→ **Set exercise 1**: Shorten the paragraph of the amendment that begins "2. Miscellaneous." into a bulleted list, keeping its main facts.

→ **Text**:
AMENDMENT TO THE INVESTOR RIGHTS AGREEMENT
EXHIBIT 4.5.2
AMENDMENT TO THE INVESTOR RIGHTS AGREEMENT
This Amendment (this “Amendment”) to that certain Investor Rights Agreement dated as
of December 4, 2002 (the “Rights Agreement”) by and among Iomai Corporation, a Delaware
corporation (the “Company”), and the Purchasers party thereto is entered into as of March
27, 2003 by and among the Company and those Purchasers listed on the signature pages hereto (the
“Consenting Purchasers”). The Company and the Consenting Purchasers collectively are
referred to herein as the “Parties.” Capitalized terms used and not defined herein shall have the
meanings ascribed to such terms in the Rights Agreement.
WHEREAS, the Parties have agreed to certain modifications to the terms and provisions of the
Rights Agreement and desire to enter into this Amendment to reflect those modifications;
WHEREAS, it is a condition to the amendment of the Rights Agreement that the written consent
of the Company and the holders of at least 60% of the Registrable Shares be obtained; and
WHEREAS, the Consenting Purchasers are the holders of at least 60% of the Registrable Shares
on the date hereof.
NOW, THEREFORE, in consideration of the foregoing recitals and the mutual covenants and
agreements herein contained, the Parties agree as follows:
1. Amendments to Rights Agreement. The Rights Agreement is hereby amended as set
forth on Exhibit A hereto.
2. Miscellaneous. Except as expressly amended hereby, the provisions of the Rights
Agreement are and shall remain in full force and effect. The section and other headings of this
Amendment and Exhibit A hereto are for convenience of reference only and are not to be considered
in construing this Amendment or Exhibit A hereto. This Amendment may be executed in two or more
counterparts, each of which will be deemed an original, but all of which taken together shall
constitute one instrument.

→ **Set exercise 2**: Find every line in the listing below that contains the word "wheel", and copy each of those lines. Case counts.

→ **Data rows**:

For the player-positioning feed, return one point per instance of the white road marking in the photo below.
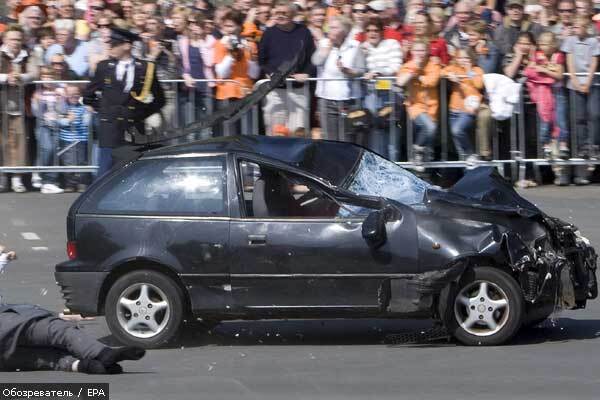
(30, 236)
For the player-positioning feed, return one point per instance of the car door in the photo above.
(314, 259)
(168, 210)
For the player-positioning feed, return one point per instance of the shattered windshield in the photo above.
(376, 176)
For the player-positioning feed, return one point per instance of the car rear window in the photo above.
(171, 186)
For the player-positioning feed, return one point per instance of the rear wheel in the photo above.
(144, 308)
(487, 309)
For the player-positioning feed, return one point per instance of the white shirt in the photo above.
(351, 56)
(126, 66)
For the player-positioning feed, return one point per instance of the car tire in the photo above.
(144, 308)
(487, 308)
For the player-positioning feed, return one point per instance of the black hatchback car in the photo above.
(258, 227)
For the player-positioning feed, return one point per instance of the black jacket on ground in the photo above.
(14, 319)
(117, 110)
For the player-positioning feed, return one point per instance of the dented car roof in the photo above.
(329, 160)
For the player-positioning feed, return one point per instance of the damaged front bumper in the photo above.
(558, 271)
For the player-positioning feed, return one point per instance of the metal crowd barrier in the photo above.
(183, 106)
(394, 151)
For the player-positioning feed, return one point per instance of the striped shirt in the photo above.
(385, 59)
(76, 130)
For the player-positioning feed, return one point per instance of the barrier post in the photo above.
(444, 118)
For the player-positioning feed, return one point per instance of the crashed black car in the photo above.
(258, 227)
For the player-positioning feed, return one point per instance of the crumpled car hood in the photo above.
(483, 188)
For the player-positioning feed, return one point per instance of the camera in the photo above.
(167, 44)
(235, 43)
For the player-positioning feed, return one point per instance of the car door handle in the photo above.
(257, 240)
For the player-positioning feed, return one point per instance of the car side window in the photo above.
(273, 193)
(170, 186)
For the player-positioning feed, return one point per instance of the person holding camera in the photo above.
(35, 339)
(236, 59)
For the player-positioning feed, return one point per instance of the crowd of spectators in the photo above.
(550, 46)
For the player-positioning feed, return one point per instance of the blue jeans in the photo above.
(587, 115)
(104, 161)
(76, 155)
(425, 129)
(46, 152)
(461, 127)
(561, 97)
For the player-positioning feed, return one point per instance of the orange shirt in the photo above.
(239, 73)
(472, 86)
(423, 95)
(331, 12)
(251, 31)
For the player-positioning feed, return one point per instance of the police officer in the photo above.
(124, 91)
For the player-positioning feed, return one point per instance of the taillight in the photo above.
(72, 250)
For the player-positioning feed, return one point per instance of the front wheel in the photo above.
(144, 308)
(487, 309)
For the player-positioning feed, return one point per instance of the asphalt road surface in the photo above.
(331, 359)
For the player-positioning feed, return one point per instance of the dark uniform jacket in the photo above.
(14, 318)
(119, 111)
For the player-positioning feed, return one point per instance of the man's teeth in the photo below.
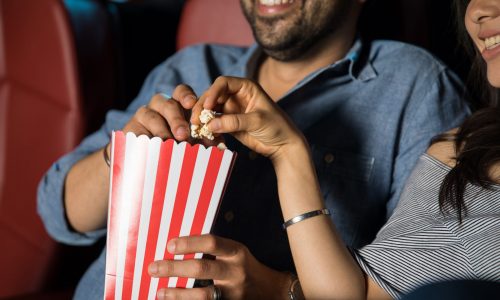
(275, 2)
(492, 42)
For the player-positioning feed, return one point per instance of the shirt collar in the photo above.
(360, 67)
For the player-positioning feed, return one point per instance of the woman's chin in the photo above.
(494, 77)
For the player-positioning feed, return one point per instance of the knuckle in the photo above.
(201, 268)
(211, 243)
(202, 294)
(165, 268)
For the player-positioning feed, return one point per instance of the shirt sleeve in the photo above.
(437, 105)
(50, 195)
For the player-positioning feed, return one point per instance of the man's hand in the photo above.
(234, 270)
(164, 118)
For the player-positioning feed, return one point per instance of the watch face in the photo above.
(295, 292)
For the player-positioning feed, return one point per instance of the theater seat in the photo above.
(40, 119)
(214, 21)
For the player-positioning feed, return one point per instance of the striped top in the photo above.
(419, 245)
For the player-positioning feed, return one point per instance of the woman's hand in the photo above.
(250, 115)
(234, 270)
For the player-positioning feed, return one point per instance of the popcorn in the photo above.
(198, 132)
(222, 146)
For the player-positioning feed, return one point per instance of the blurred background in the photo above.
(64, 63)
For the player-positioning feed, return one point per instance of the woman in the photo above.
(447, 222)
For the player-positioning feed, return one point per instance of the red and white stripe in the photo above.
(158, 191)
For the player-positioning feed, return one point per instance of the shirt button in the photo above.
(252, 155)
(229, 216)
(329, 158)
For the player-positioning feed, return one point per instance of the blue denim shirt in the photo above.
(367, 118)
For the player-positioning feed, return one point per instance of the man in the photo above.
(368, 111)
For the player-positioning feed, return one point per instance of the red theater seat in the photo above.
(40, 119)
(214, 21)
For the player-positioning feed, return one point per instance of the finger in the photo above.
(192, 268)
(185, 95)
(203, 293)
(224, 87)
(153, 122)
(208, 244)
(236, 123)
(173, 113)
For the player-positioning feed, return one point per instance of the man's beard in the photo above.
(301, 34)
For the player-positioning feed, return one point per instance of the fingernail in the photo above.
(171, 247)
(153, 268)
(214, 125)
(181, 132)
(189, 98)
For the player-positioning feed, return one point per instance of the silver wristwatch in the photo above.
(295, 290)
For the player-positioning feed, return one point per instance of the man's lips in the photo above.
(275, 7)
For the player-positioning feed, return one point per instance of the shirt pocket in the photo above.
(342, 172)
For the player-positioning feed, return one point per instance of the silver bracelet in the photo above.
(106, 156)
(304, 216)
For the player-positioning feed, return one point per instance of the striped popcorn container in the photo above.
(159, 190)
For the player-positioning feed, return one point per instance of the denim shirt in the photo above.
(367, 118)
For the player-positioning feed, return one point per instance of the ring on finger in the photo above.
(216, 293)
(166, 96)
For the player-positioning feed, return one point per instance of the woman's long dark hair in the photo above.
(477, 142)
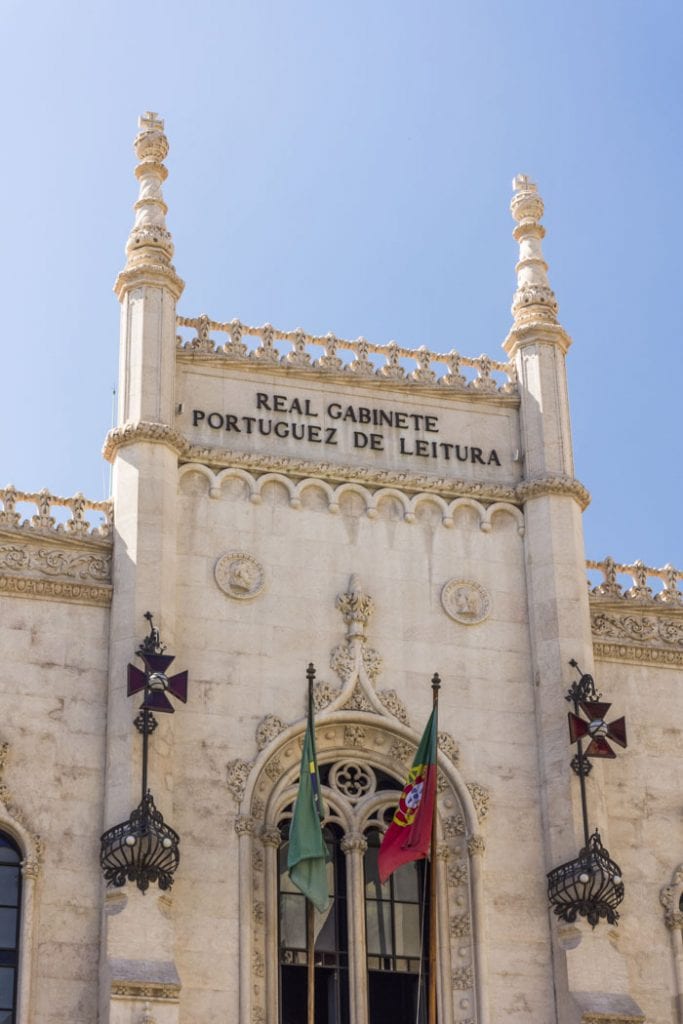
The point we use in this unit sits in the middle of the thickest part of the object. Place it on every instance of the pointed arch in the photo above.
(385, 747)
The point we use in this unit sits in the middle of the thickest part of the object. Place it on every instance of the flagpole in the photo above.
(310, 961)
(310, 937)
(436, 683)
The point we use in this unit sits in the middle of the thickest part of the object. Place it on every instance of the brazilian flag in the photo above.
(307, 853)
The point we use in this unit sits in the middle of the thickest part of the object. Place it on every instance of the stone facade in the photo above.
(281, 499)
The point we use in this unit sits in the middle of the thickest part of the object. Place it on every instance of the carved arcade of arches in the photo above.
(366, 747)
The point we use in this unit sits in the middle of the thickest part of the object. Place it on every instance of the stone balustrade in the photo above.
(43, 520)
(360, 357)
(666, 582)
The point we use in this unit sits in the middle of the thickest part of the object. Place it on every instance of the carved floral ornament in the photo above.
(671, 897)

→ **Exercise solution 1**:
- Apart from what this Amendment expressly changes, the Rights Agreement stays in full force and effect.
- The section and other headings of the Amendment and Exhibit A are for convenience of reference only and play no part in interpreting them.
- The Amendment may be signed in two or more counterparts. Each counts as an original, and together they form one instrument.

→ **Exercise solution 2**:
For the player-positioning feed, return one point per instance of the rear wheel in the photo above.
For the player-positioning feed, return one point per instance of the front wheel in the photo above.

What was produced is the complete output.